▶ **ASSIGNMENT**: Return exactly the final stretch of the records below, opening with the line that contains "Could you point to the house" and closing with the last line.

▶ **Stored data entries**:
────────────────

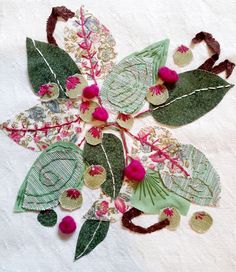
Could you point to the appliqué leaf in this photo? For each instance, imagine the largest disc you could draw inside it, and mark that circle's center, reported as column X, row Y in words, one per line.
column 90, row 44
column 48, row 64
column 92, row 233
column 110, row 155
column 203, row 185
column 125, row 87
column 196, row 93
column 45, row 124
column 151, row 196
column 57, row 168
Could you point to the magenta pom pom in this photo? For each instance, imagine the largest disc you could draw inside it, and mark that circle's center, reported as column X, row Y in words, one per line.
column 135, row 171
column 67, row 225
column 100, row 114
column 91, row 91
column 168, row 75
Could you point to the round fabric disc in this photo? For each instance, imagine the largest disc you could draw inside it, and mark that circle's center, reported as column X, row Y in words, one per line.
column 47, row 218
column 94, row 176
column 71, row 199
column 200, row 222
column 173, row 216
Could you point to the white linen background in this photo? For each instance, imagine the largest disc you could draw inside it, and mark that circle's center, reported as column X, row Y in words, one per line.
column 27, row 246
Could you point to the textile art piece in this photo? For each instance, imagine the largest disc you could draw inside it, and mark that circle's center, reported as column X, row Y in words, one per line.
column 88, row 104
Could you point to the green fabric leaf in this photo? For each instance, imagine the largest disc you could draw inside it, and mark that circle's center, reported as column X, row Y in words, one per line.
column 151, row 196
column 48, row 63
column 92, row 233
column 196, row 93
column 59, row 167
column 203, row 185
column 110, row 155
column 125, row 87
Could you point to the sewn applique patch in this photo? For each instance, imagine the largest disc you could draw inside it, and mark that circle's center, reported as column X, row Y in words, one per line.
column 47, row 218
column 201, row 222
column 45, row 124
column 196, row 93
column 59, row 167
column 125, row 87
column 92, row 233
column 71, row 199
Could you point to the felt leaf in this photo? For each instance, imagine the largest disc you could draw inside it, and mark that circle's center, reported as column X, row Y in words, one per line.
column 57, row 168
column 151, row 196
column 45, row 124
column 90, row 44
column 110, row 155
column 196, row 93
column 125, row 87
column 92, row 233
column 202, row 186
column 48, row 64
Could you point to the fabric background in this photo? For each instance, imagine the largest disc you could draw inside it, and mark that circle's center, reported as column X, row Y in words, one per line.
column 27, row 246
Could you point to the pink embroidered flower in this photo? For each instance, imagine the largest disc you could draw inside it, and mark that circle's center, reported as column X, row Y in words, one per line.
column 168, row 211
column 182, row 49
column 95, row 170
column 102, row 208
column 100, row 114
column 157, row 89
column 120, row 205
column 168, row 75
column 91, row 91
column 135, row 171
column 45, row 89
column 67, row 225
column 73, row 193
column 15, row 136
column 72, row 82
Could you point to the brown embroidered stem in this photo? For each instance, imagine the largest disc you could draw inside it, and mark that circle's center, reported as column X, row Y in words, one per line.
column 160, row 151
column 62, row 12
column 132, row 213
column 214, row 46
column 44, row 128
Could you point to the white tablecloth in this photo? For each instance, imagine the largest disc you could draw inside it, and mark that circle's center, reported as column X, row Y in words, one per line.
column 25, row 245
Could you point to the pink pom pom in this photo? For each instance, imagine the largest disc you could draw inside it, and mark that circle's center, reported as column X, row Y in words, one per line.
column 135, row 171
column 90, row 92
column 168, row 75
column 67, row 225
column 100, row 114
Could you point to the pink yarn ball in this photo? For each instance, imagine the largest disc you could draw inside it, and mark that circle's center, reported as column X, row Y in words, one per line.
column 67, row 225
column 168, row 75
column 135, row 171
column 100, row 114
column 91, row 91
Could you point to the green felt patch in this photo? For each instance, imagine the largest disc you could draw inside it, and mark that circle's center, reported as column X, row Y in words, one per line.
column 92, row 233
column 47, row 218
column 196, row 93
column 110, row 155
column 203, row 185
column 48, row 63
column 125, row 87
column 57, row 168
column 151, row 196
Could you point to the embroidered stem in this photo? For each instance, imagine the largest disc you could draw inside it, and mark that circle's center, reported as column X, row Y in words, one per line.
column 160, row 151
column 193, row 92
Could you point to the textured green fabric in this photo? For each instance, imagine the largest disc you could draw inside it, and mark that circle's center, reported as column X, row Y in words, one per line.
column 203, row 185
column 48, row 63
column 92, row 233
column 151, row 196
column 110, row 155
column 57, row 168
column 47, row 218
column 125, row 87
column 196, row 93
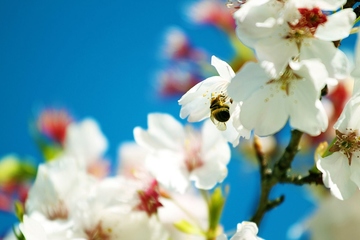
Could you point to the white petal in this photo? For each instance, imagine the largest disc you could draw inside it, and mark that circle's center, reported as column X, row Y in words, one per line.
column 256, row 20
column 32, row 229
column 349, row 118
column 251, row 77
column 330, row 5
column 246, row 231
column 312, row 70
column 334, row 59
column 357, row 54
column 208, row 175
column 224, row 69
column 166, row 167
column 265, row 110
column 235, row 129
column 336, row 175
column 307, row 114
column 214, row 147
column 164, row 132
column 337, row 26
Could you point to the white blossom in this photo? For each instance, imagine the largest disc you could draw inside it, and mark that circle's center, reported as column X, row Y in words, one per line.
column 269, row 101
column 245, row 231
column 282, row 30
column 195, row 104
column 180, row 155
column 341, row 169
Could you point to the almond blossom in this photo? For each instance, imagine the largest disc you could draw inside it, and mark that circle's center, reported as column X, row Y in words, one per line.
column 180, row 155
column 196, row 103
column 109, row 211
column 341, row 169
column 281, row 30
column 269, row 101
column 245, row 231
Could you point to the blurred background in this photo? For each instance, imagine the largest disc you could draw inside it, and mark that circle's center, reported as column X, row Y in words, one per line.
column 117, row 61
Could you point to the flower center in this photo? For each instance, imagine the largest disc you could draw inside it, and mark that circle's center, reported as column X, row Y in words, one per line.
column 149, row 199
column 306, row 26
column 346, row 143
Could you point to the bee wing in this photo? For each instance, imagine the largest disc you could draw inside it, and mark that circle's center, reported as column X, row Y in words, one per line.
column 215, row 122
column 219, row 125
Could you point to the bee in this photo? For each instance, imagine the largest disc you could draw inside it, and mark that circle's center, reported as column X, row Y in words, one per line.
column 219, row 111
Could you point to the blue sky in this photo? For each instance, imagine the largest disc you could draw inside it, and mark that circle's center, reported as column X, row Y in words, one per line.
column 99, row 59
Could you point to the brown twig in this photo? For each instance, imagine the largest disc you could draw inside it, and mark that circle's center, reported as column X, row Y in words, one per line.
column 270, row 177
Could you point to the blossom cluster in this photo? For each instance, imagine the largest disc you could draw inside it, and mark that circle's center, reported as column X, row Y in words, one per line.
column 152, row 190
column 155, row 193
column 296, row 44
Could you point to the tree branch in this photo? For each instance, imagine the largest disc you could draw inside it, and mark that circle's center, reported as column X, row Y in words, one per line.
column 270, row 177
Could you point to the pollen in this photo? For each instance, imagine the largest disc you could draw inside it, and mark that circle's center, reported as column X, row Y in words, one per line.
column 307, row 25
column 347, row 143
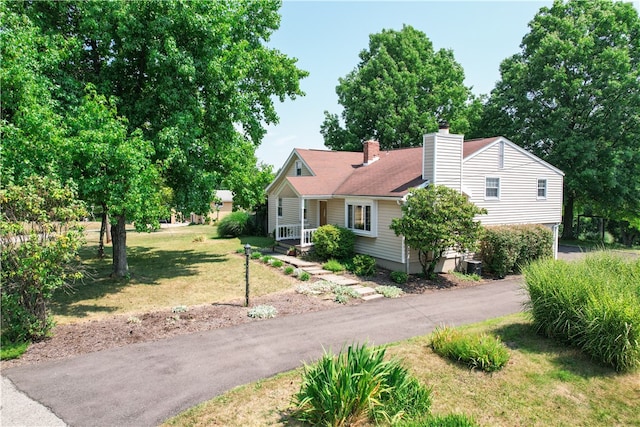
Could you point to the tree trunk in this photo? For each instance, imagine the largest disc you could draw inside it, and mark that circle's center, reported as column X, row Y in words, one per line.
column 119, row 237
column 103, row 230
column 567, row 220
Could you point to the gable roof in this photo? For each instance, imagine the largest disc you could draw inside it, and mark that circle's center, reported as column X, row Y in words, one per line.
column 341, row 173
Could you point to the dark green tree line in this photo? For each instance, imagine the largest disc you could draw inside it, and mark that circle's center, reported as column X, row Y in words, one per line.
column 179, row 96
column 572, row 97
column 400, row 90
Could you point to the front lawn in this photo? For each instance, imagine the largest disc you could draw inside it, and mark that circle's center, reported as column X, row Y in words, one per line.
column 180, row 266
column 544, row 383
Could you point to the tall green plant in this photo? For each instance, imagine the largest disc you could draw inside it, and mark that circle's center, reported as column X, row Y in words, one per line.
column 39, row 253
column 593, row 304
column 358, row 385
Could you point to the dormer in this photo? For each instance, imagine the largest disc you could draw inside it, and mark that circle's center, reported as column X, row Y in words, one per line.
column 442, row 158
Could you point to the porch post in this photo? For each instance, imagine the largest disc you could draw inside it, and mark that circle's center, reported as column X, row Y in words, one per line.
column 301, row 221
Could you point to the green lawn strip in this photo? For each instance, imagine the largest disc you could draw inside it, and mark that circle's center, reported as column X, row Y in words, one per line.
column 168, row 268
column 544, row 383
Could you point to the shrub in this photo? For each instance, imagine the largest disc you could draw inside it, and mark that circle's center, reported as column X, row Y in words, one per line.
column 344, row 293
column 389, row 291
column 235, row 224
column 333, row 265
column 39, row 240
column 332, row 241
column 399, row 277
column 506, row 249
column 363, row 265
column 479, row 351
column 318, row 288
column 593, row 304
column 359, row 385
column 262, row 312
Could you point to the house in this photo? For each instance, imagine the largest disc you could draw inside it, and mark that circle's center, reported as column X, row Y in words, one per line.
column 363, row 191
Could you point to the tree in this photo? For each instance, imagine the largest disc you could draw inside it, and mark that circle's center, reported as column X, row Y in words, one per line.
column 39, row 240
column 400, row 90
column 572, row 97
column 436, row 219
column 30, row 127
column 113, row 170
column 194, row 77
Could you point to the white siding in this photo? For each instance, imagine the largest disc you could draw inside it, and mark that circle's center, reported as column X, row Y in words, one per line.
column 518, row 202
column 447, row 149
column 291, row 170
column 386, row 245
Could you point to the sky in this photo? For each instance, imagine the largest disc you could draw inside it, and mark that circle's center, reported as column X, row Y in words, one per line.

────────────────

▶ **RESPONSE AREA**:
Could you point to the house in this photo? For each instance, imagine the largest disc you could draw inside it, and mark that circle's center, reported as column X, row Y in words, one per line.
column 363, row 191
Could you point to the tree in this photo? For each instance, imagine the largest disc you could draw inside it, and mark that circle's center, reported as column X, row Y in words, one per line.
column 39, row 240
column 400, row 90
column 572, row 97
column 436, row 219
column 30, row 127
column 113, row 170
column 194, row 77
Could you point to the white siding in this photo? For each instance, imagine the largest disc you could draw inside it, and mark that circle's center, reported as column X, row Y in words, one per line.
column 518, row 202
column 447, row 149
column 291, row 170
column 386, row 245
Could you point to the sky in this photo? For each instance, imagine the largest disc you could draw inside it, and mark that circle's center, reported as column X, row Y in words, one per line.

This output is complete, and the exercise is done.